## WORK INSTRUCTIONS
Across the whole listing, find how many lines contain "positive", then write that number and nothing else.

## DATA SHOWN
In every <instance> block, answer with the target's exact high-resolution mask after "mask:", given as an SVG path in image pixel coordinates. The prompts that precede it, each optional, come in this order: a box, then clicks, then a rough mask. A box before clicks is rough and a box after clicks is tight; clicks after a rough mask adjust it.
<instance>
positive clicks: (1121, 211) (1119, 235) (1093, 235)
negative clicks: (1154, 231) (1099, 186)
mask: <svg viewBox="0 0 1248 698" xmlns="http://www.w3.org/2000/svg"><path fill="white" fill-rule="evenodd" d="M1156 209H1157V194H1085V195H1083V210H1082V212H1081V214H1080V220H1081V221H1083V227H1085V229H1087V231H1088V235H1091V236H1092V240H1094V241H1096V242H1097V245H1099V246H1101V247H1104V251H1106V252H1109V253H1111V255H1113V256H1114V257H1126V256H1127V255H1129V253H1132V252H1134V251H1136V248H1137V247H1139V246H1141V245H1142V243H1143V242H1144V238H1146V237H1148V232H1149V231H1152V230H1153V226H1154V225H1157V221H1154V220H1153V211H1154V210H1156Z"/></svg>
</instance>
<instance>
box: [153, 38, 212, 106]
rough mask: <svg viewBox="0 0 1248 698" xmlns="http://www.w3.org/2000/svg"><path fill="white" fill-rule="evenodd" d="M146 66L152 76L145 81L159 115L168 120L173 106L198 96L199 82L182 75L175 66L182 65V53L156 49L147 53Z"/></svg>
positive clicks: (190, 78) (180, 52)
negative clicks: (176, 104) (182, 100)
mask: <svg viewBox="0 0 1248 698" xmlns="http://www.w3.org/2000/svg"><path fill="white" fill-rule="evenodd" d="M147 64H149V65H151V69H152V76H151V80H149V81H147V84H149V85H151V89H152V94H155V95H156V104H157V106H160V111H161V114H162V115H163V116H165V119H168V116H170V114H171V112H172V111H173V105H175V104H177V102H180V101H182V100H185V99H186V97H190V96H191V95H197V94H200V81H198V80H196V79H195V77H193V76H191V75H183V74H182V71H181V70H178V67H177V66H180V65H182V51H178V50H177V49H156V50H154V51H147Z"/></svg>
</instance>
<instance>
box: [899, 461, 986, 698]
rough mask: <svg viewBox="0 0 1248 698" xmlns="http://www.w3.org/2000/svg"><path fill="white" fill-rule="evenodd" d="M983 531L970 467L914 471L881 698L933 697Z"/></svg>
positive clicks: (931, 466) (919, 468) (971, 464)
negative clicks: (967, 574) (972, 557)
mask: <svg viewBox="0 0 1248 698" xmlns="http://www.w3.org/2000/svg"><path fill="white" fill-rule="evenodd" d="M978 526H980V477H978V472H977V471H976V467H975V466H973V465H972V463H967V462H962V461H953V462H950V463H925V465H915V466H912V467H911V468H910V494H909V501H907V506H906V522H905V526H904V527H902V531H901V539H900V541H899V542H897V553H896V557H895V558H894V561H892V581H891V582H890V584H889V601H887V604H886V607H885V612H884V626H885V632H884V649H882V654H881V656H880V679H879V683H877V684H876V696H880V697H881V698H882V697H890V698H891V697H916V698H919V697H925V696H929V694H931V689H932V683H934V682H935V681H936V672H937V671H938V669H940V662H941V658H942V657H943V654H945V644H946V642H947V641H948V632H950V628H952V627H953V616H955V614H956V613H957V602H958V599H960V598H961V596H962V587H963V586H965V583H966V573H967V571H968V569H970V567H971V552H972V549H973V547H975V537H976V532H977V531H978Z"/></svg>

## TASK SOLUTION
3